* **LESETEXT**:
# # # # #

# PCGH.de: Auslaufmodell Musik-CD?



## PCGH-Redaktion (23. Dezember 2008)

Jetzt ist Ihre Meinung gefragt: Hier können Sie Ihren Kommentar zum Artikel veröffentlichen und mit anderen Lesern darüber diskutieren. Beachten Sie dabei unsere Forenregeln.




			Dieser Inhalt steht nur eingeloggten Mitgliedern zur Verfügung.
        

 Zurück zum Artikel: PCGH.de: Auslaufmodell Musik-CD?


----------



## BloodySuicide (23. Dezember 2008)

Keine Macht der MP3!!!

Ich hab bis jetzt noch kein Shop gesehen, wo man Musik als FLAC oder ähnlichem kaufen kann. Es wird also immer die Musik CD geben...oder halt dann DVD. Musiker wären echt doof, wenn sie nurnoch komprimiertes Material verkaufen würden.


----------



## Kenneth (23. Dezember 2008)

Ja kann i persönlich bestätigen. Ich kauf nur noch 2-3 CD's Im Jahr. Es waren mal 1-2 pro Monat. CD Stirbt aus und Ich kauf jetzt seit neusten nur noch Schallplatten


----------



## lonley29 (23. Dezember 2008)

in Zeiten ohne Internet war man immer genötigt die ganze LP oder CD zu kaufen, auch wenn einem nicht alles Lieder gefallen haben.
Heutzutage hat man halt die Möglichkeit, sich einzelne Songs zu kaufen. 
Und wenn die Künstler nur 2 gescheite Lieder auf der CD haben und den Rest nur auffüllen mit Coverversionen etc., dann verdienen sie nun halt weniger.
Das nennt man Marktwirtschaft


----------



## fgsfds (23. Dezember 2008)

Wie viele onlinedisnste bieten musik in lossles CD qualitat und nicht in 320mp3 an?


----------



## Gast20150401 (23. Dezember 2008)

Naja, aufnahmen in DDD und ADD sind doch eigentlich mit dem richtigen Player vollkommen in Ordnung.Aussterben wird sie wohl kaum auch wenn viele im Internet runterladen,brennen tun sie die Musik ja doch meistens auf CD.Wahrscheinlich verkaufen die nur weniger fertige Produkte/CDs,weswegen wohl im Artikel der Umsatzrückgang beziffert wird.


----------



## Creep1972 (23. Dezember 2008)

# # # # #

* **Einträge aus einem Datensatz**:

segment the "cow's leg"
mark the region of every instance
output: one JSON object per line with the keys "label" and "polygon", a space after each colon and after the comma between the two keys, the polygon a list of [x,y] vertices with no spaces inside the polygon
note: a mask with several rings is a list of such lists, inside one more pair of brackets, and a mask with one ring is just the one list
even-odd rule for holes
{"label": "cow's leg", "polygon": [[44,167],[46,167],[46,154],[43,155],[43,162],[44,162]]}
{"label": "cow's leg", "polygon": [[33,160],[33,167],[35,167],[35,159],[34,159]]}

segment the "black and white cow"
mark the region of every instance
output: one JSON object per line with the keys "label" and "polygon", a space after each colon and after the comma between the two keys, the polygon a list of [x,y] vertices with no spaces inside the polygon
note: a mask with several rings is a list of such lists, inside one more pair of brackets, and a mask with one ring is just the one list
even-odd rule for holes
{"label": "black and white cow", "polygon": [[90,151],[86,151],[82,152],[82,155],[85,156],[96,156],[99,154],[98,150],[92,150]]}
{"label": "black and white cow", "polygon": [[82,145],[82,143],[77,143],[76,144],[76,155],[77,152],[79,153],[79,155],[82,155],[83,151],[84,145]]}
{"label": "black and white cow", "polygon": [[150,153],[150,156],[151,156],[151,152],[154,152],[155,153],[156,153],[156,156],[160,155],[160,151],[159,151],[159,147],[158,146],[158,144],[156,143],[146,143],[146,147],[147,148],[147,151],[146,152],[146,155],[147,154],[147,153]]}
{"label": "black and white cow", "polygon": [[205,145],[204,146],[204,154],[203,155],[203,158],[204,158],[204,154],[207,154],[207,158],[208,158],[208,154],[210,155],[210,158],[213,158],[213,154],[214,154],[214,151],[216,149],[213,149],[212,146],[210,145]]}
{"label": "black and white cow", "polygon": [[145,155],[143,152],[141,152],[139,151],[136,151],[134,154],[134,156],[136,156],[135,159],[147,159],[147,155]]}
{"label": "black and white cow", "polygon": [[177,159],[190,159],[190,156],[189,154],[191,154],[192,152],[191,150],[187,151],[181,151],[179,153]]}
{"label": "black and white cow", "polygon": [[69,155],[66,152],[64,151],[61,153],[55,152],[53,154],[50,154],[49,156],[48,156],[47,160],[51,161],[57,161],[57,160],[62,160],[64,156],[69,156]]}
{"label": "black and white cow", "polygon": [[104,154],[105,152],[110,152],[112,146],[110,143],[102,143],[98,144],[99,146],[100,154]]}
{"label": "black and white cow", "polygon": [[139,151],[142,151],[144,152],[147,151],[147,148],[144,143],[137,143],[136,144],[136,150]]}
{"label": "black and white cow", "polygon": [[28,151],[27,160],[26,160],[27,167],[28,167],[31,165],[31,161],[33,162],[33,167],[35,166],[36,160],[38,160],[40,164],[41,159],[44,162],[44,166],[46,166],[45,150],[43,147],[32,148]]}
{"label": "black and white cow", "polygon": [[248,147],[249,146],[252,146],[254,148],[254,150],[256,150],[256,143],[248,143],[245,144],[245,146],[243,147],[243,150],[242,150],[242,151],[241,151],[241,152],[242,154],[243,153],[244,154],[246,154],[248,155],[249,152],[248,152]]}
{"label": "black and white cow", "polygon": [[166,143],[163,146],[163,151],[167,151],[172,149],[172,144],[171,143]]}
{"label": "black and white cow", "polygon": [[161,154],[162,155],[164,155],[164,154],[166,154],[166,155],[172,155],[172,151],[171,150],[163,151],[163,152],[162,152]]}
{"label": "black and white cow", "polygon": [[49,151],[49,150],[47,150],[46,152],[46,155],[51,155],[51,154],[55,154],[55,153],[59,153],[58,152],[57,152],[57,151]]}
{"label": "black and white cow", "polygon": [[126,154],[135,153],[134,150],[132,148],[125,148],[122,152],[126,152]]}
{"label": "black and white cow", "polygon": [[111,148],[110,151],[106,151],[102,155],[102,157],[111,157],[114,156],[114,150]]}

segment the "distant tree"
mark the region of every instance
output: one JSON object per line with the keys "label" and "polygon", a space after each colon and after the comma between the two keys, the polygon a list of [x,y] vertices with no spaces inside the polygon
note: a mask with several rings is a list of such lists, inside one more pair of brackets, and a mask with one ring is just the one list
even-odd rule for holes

# # # # #

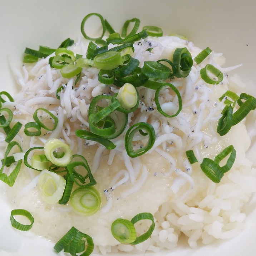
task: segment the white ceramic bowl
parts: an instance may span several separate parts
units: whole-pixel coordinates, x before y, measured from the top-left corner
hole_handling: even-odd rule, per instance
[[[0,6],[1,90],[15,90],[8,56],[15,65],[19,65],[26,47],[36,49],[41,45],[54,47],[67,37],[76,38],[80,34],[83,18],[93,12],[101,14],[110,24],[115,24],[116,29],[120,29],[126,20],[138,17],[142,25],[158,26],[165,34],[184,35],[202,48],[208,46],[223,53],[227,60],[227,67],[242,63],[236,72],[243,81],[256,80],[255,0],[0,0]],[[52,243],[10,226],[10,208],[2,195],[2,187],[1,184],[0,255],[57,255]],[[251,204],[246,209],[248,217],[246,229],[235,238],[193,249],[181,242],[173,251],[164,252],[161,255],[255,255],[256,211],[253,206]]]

# # # # #

* **ARBEITSANWEISUNGEN**:
1. Nennen Sie sämtliche Namen, die im Forumsverlauf zur Musik-CD als Überschrift eines Beitrags stehen.
2. Schreiben Sie den Abschnitt aus dem Forumsverlauf zur Musik-CD wortgetreu ab. Beginnen Sie bei den Worten "Und wenn die" und hören Sie nach den Worten "in 320mp3 an?" auf.
Die Auflistung hat mit dem Forumsverlauf zur Musik-CD nichts zu tun.

* **LÖSUNGEN**:
1. PCGH-Redaktion, BloodySuicide, Kenneth, lonley29, fgsfds, Gast20150401, Creep1972

2.
Und wenn die Künstler nur 2 gescheite Lieder auf der CD haben und den Rest nur auffüllen mit Coverversionen etc., dann verdienen sie nun halt weniger.
Das nennt man Marktwirtschaft


----------



## fgsfds (23. Dezember 2008)

Wie viele onlinedisnste bieten musik in lossles CD qualitat und nicht in 320mp3 an?